What is needed: Convert the records below into a Markdown table with the columns Row and Line, numbering each line and leaving out blank lines.

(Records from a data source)

▬▬▬▬▬▬▬▬▬▬

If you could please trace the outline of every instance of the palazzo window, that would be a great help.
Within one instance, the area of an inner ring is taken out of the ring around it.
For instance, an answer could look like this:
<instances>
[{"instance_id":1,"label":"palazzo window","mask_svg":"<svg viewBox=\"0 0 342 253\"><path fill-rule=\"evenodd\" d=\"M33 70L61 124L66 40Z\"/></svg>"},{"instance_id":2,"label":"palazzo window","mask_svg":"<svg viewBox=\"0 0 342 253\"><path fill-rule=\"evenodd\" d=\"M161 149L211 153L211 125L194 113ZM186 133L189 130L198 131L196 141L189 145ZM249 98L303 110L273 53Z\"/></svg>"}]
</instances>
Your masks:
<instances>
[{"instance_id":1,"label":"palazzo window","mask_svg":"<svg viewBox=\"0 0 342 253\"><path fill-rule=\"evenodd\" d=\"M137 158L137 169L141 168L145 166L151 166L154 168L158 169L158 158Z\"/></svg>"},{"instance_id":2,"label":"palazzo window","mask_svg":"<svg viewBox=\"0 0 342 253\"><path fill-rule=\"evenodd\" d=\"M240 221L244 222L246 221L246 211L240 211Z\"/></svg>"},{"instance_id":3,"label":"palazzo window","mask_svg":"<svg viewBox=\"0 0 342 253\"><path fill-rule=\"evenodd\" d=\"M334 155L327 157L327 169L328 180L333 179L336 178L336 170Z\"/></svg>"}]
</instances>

▬▬▬▬▬▬▬▬▬▬

Task output:
| Row | Line |
|---|---|
| 1 | If you could please trace the outline of every instance of the palazzo window, that would be a great help. |
| 2 | Within one instance, the area of an inner ring is taken out of the ring around it. |
| 3 | For instance, an answer could look like this: |
| 4 | <instances> |
| 5 | [{"instance_id":1,"label":"palazzo window","mask_svg":"<svg viewBox=\"0 0 342 253\"><path fill-rule=\"evenodd\" d=\"M33 70L61 124L66 40Z\"/></svg>"},{"instance_id":2,"label":"palazzo window","mask_svg":"<svg viewBox=\"0 0 342 253\"><path fill-rule=\"evenodd\" d=\"M161 149L211 153L211 125L194 113ZM186 133L189 130L198 131L196 141L189 145ZM249 98L303 110L273 53Z\"/></svg>"}] |
| 6 | </instances> |
| 7 | Your masks: |
| 8 | <instances> |
| 9 | [{"instance_id":1,"label":"palazzo window","mask_svg":"<svg viewBox=\"0 0 342 253\"><path fill-rule=\"evenodd\" d=\"M137 158L137 169L141 168L145 166L151 166L154 168L158 169L158 158Z\"/></svg>"},{"instance_id":2,"label":"palazzo window","mask_svg":"<svg viewBox=\"0 0 342 253\"><path fill-rule=\"evenodd\" d=\"M240 221L244 222L246 221L246 211L240 211Z\"/></svg>"},{"instance_id":3,"label":"palazzo window","mask_svg":"<svg viewBox=\"0 0 342 253\"><path fill-rule=\"evenodd\" d=\"M334 155L327 157L327 169L328 180L333 179L336 178L336 170Z\"/></svg>"}] |
| 10 | </instances> |